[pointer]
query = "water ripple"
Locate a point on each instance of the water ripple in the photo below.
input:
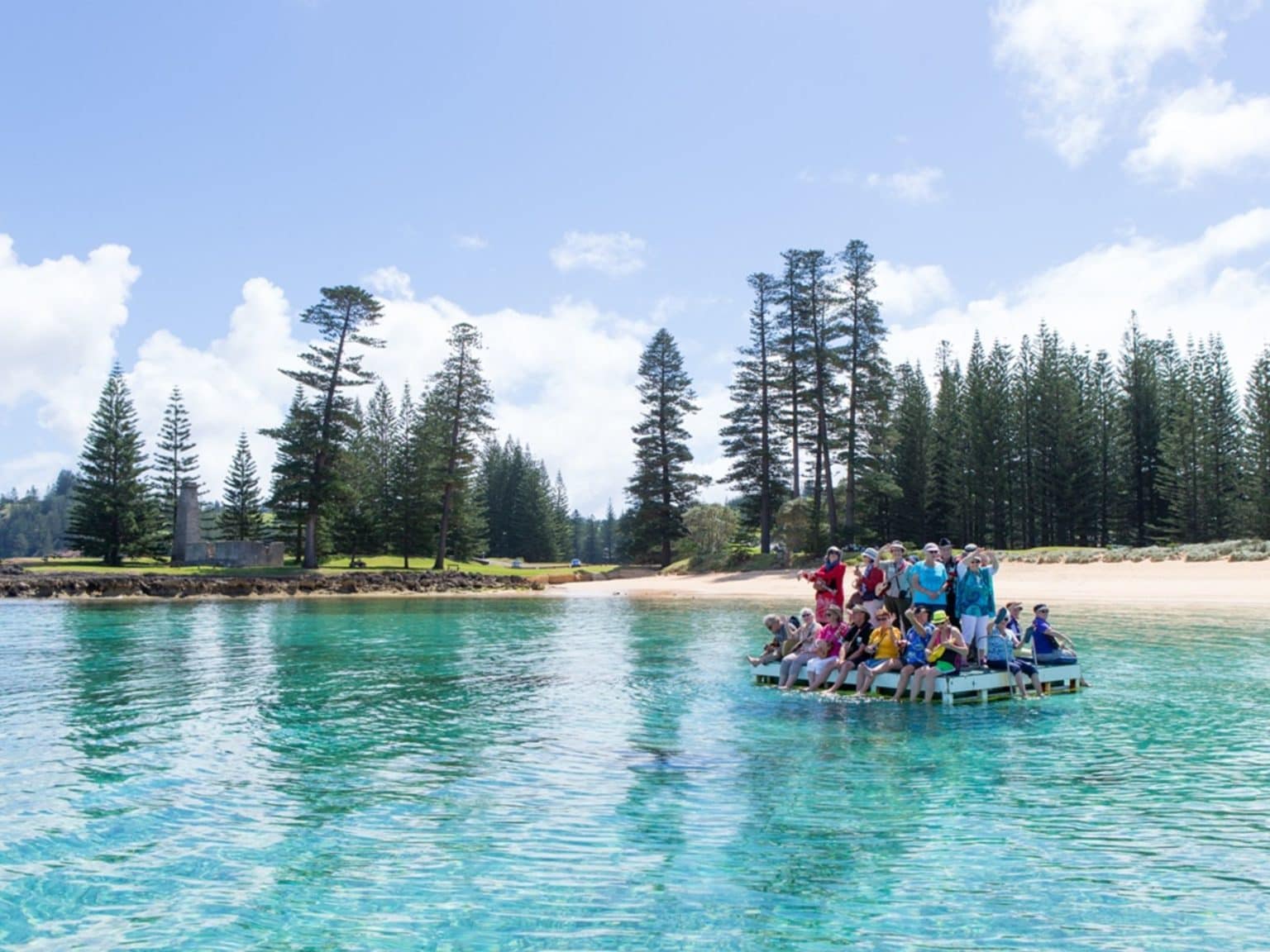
(592, 774)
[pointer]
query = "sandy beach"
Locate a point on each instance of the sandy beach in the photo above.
(1171, 585)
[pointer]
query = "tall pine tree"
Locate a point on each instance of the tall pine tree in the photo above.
(865, 369)
(241, 513)
(341, 319)
(174, 462)
(662, 489)
(460, 405)
(750, 440)
(1256, 423)
(113, 512)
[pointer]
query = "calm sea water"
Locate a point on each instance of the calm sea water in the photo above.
(596, 774)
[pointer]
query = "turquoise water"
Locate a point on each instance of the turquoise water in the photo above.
(596, 774)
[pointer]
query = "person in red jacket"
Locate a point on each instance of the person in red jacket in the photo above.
(828, 583)
(870, 583)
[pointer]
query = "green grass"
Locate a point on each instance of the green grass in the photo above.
(140, 565)
(334, 565)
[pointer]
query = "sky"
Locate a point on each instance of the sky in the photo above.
(179, 180)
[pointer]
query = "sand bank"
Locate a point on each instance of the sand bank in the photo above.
(1167, 584)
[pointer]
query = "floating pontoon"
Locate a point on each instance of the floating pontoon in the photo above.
(974, 684)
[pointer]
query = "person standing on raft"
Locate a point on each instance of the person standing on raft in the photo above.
(828, 582)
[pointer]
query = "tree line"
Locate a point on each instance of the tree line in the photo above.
(1040, 445)
(412, 475)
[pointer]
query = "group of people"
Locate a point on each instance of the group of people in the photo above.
(922, 618)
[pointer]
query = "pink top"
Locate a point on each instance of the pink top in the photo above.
(833, 634)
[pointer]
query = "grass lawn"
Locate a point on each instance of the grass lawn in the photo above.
(334, 565)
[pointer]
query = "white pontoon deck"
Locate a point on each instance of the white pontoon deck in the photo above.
(974, 684)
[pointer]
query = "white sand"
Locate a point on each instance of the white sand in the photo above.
(1166, 584)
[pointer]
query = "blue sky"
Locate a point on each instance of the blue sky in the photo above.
(178, 180)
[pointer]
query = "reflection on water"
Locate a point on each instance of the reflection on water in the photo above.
(604, 774)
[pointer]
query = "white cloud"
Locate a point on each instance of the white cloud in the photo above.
(563, 381)
(230, 386)
(390, 282)
(1203, 131)
(1083, 60)
(905, 291)
(38, 470)
(917, 187)
(1217, 283)
(59, 321)
(616, 253)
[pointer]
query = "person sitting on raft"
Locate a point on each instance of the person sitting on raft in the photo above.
(828, 583)
(798, 651)
(929, 579)
(1049, 645)
(881, 653)
(895, 573)
(944, 655)
(870, 583)
(914, 646)
(828, 646)
(852, 650)
(1001, 655)
(976, 599)
(781, 631)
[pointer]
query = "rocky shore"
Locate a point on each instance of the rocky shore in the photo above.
(155, 585)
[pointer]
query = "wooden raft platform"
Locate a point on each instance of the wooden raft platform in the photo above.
(973, 686)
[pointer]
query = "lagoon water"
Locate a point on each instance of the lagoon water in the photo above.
(602, 774)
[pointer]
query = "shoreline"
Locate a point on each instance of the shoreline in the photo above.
(93, 587)
(1170, 585)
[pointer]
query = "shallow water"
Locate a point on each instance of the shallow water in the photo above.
(597, 774)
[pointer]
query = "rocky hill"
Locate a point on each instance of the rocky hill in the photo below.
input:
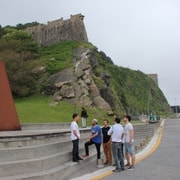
(76, 72)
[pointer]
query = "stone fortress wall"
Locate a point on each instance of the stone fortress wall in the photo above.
(60, 30)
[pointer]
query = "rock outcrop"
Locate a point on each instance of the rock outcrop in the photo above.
(77, 85)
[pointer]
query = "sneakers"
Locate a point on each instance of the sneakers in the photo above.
(85, 156)
(131, 168)
(116, 170)
(127, 165)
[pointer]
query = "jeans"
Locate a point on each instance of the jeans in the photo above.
(75, 150)
(98, 148)
(107, 151)
(117, 154)
(84, 122)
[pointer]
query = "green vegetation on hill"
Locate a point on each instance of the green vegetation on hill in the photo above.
(38, 109)
(132, 92)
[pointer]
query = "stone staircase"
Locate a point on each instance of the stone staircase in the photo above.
(40, 153)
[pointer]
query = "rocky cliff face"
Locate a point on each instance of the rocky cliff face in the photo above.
(77, 85)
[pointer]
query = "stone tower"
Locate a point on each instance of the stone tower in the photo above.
(60, 30)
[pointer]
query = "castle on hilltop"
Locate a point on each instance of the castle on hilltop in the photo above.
(60, 30)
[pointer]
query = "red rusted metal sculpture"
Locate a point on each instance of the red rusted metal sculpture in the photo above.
(8, 115)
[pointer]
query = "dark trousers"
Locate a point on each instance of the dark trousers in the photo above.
(117, 154)
(98, 148)
(75, 150)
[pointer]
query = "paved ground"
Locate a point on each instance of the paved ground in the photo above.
(159, 160)
(163, 164)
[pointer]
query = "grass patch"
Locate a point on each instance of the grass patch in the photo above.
(37, 109)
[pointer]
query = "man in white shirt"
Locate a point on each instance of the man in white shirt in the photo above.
(117, 132)
(75, 135)
(129, 142)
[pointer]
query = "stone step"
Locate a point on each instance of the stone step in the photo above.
(44, 170)
(35, 126)
(28, 152)
(32, 138)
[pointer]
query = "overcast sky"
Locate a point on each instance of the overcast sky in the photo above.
(140, 34)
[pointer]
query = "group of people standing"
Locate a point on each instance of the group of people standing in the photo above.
(114, 139)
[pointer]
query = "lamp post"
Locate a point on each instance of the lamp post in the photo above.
(175, 107)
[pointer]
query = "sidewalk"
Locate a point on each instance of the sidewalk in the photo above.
(100, 173)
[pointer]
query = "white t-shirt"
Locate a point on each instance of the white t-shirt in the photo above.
(128, 127)
(74, 126)
(116, 131)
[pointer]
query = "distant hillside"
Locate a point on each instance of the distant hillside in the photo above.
(78, 73)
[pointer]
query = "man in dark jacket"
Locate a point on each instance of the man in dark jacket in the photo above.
(84, 117)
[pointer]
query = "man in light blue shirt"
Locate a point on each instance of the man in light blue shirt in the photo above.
(117, 133)
(95, 138)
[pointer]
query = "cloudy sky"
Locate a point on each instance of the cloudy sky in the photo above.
(140, 34)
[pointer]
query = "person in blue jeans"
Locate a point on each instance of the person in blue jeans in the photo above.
(117, 132)
(95, 138)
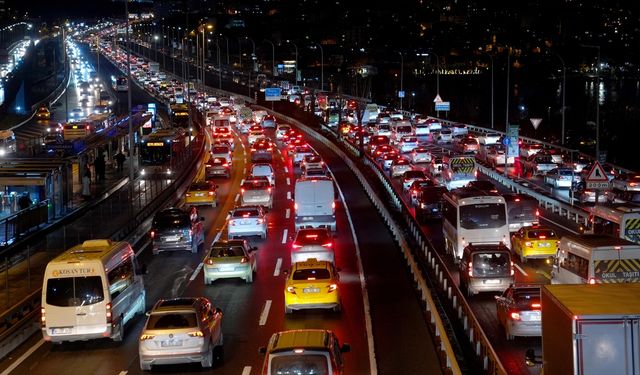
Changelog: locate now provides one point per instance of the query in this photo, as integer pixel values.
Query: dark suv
(173, 229)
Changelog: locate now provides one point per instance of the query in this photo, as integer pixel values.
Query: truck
(589, 330)
(315, 204)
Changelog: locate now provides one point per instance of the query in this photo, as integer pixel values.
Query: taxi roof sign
(597, 173)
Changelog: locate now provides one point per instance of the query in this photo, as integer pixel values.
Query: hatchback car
(202, 193)
(312, 284)
(534, 242)
(247, 221)
(519, 311)
(181, 330)
(230, 259)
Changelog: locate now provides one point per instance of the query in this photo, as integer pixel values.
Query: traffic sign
(597, 178)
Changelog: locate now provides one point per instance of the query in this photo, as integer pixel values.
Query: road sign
(443, 106)
(597, 178)
(273, 94)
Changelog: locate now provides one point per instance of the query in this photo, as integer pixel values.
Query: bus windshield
(482, 216)
(74, 291)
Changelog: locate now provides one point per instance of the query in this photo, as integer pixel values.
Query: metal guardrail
(440, 331)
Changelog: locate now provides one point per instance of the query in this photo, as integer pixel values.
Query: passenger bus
(160, 152)
(473, 216)
(120, 83)
(615, 219)
(458, 171)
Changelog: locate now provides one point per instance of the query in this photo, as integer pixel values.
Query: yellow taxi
(202, 193)
(43, 113)
(312, 284)
(535, 242)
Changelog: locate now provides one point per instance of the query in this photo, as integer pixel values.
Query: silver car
(181, 330)
(230, 259)
(247, 221)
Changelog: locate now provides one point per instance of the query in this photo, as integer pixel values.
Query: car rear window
(311, 274)
(172, 320)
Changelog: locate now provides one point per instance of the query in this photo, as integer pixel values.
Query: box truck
(590, 329)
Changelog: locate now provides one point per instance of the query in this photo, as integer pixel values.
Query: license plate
(61, 331)
(170, 343)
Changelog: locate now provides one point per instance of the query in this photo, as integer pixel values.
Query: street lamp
(597, 99)
(273, 57)
(401, 93)
(296, 48)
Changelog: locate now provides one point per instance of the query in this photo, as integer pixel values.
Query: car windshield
(172, 320)
(491, 264)
(311, 274)
(308, 364)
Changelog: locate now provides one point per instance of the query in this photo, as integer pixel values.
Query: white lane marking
(276, 272)
(363, 284)
(521, 270)
(560, 225)
(23, 357)
(265, 313)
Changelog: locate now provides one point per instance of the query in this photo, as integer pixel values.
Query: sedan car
(247, 221)
(562, 177)
(230, 259)
(312, 284)
(181, 330)
(519, 311)
(202, 193)
(534, 242)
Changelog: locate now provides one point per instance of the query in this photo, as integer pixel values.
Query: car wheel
(207, 361)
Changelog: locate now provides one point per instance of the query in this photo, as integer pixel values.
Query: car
(293, 351)
(563, 177)
(230, 259)
(314, 243)
(519, 311)
(216, 167)
(176, 229)
(43, 113)
(247, 221)
(534, 242)
(181, 330)
(626, 182)
(256, 190)
(410, 176)
(312, 284)
(202, 193)
(483, 185)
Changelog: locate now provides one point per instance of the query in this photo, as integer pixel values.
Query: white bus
(618, 220)
(473, 217)
(458, 171)
(90, 291)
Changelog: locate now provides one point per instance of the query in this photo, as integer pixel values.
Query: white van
(315, 204)
(596, 259)
(90, 291)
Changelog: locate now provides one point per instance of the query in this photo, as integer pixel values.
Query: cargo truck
(589, 330)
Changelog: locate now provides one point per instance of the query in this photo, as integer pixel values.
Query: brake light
(196, 334)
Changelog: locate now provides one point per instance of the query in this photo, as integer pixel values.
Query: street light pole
(401, 78)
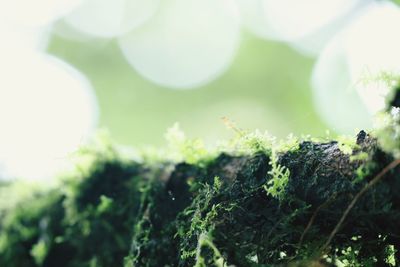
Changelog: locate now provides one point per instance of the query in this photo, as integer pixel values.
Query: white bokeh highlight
(306, 25)
(47, 110)
(111, 18)
(337, 102)
(35, 13)
(349, 76)
(372, 47)
(186, 44)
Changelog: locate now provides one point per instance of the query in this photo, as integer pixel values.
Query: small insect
(231, 125)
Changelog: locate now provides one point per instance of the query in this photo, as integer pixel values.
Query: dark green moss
(215, 214)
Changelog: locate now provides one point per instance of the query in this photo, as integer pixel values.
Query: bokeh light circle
(35, 13)
(186, 44)
(336, 100)
(47, 110)
(372, 47)
(110, 18)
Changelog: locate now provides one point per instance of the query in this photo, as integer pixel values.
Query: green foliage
(388, 131)
(115, 212)
(347, 144)
(279, 178)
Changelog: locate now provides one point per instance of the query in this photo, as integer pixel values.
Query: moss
(212, 209)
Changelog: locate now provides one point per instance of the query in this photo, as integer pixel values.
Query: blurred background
(70, 67)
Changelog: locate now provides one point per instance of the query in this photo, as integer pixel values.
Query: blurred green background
(267, 87)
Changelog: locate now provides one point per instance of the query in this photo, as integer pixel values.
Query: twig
(371, 183)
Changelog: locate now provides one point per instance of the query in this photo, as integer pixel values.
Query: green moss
(212, 210)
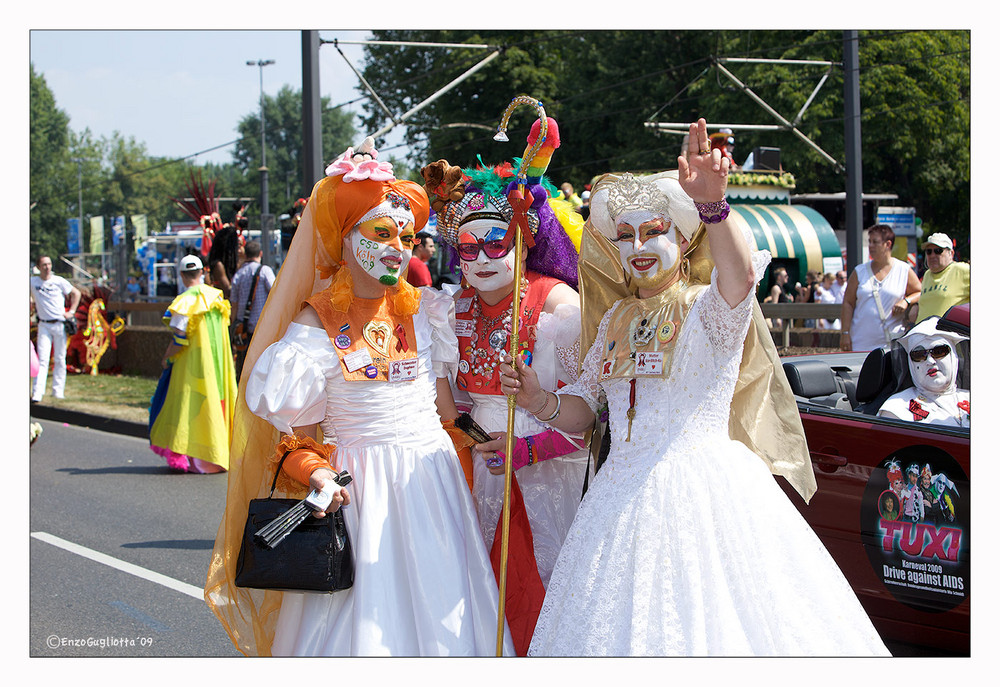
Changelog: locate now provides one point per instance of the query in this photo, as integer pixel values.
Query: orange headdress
(356, 184)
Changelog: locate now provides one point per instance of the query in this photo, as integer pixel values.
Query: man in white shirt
(49, 293)
(243, 287)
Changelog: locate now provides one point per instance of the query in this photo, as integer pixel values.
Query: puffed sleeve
(587, 386)
(287, 386)
(440, 310)
(727, 327)
(561, 328)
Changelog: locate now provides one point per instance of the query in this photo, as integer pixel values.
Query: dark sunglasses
(919, 355)
(493, 249)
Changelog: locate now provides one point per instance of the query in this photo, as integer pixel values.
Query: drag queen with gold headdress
(685, 544)
(344, 373)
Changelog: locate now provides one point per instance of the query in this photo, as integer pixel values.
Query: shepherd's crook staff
(520, 200)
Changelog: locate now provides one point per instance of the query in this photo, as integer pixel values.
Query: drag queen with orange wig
(345, 371)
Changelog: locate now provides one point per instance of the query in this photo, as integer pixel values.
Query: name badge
(358, 359)
(649, 363)
(606, 369)
(464, 327)
(403, 370)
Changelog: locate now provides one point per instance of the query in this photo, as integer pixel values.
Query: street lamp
(265, 208)
(79, 206)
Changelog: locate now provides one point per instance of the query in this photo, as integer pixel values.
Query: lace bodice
(693, 404)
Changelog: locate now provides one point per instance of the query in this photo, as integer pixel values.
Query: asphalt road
(119, 549)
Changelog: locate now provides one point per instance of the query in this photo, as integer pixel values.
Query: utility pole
(312, 121)
(853, 211)
(79, 206)
(266, 220)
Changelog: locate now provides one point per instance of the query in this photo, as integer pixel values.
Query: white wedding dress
(423, 582)
(685, 545)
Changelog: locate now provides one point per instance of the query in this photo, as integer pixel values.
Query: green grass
(115, 396)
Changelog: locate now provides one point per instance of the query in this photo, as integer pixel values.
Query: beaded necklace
(485, 358)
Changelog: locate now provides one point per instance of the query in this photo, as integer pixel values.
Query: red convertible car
(912, 575)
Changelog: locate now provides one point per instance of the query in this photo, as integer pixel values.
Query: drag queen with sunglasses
(652, 565)
(932, 362)
(344, 369)
(473, 218)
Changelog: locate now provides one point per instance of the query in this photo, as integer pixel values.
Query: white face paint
(486, 273)
(382, 249)
(930, 375)
(649, 255)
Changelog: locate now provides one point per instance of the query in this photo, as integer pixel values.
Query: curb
(104, 424)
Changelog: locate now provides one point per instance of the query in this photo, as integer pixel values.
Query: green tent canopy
(797, 237)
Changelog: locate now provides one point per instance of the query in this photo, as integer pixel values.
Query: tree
(603, 86)
(283, 135)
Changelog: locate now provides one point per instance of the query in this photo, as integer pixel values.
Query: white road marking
(151, 576)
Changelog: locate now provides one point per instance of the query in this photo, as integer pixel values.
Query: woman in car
(930, 393)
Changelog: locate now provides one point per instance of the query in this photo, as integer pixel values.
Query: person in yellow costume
(193, 426)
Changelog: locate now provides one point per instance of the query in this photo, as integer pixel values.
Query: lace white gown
(684, 544)
(423, 582)
(551, 489)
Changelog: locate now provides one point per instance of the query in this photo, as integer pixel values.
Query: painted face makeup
(382, 248)
(485, 273)
(650, 256)
(932, 368)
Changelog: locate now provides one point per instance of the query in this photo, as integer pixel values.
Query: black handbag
(315, 557)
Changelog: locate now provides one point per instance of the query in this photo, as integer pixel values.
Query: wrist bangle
(554, 415)
(544, 403)
(714, 212)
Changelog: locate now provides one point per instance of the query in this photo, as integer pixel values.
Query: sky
(150, 84)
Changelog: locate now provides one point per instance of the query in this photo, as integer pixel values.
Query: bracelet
(544, 403)
(714, 212)
(554, 415)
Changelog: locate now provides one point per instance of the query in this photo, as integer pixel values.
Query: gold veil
(763, 415)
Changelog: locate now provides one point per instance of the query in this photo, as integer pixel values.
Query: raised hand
(703, 173)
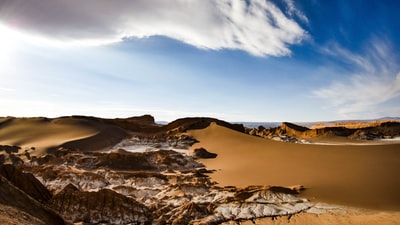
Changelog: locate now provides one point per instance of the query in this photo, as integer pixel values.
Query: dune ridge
(360, 176)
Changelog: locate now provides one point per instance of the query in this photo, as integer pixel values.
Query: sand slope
(360, 176)
(71, 132)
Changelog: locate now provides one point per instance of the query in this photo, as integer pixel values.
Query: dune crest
(360, 176)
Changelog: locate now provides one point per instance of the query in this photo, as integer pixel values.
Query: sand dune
(72, 132)
(360, 176)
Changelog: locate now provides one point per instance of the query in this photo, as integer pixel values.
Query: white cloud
(366, 92)
(293, 11)
(256, 26)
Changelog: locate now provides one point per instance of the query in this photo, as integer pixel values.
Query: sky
(236, 60)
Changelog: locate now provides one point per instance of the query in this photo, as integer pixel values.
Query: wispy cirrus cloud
(369, 88)
(258, 27)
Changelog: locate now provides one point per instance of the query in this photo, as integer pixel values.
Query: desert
(88, 170)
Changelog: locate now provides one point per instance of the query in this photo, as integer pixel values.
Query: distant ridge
(351, 130)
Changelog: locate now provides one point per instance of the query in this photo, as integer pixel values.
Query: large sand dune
(70, 132)
(360, 176)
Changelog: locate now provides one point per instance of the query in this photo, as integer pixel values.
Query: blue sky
(235, 60)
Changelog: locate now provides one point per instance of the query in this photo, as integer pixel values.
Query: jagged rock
(15, 198)
(26, 182)
(9, 149)
(187, 213)
(104, 206)
(204, 154)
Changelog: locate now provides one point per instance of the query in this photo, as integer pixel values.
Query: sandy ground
(358, 176)
(359, 218)
(43, 133)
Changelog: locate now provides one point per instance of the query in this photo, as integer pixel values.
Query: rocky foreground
(137, 182)
(130, 171)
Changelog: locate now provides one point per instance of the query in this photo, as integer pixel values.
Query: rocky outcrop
(103, 206)
(292, 132)
(26, 182)
(202, 153)
(22, 204)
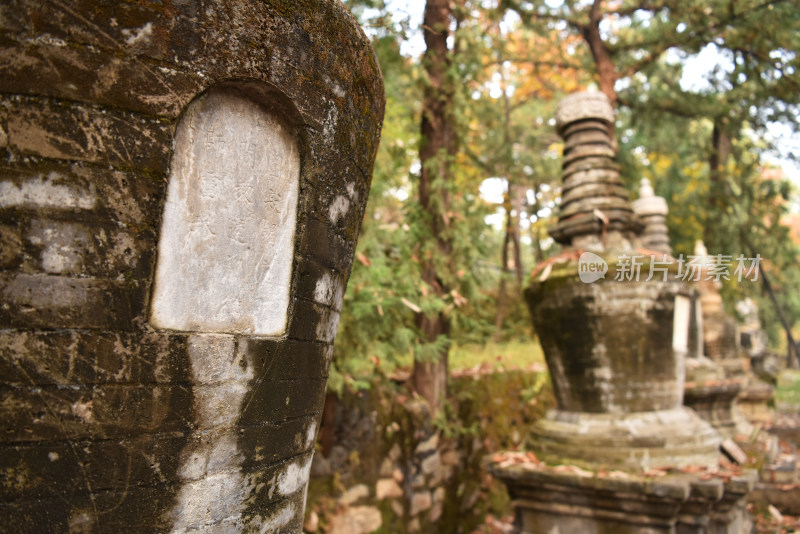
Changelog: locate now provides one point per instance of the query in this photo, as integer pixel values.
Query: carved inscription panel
(227, 237)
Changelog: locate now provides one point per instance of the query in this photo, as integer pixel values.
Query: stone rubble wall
(393, 469)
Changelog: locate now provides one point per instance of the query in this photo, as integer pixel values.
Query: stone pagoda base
(715, 402)
(566, 500)
(634, 441)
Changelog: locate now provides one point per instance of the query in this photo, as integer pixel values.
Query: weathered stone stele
(181, 188)
(227, 238)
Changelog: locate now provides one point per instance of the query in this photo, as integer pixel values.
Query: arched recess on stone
(227, 239)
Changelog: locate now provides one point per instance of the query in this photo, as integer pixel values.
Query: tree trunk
(606, 71)
(720, 151)
(429, 379)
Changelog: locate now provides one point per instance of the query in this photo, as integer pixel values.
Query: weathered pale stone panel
(227, 242)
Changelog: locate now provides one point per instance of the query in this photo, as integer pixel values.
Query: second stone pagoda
(612, 319)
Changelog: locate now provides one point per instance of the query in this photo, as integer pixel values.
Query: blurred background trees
(467, 175)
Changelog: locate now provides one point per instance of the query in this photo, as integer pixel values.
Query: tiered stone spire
(595, 202)
(652, 211)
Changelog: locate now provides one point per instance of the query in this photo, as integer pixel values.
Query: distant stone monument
(652, 212)
(181, 189)
(620, 453)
* * *
Using the listing above, return all lines where the word "below" occurs.

■ Task output
Locate a point on each instance of the water ripple in the photo below.
Locate a point on each instance of the rocky hill in the photo below.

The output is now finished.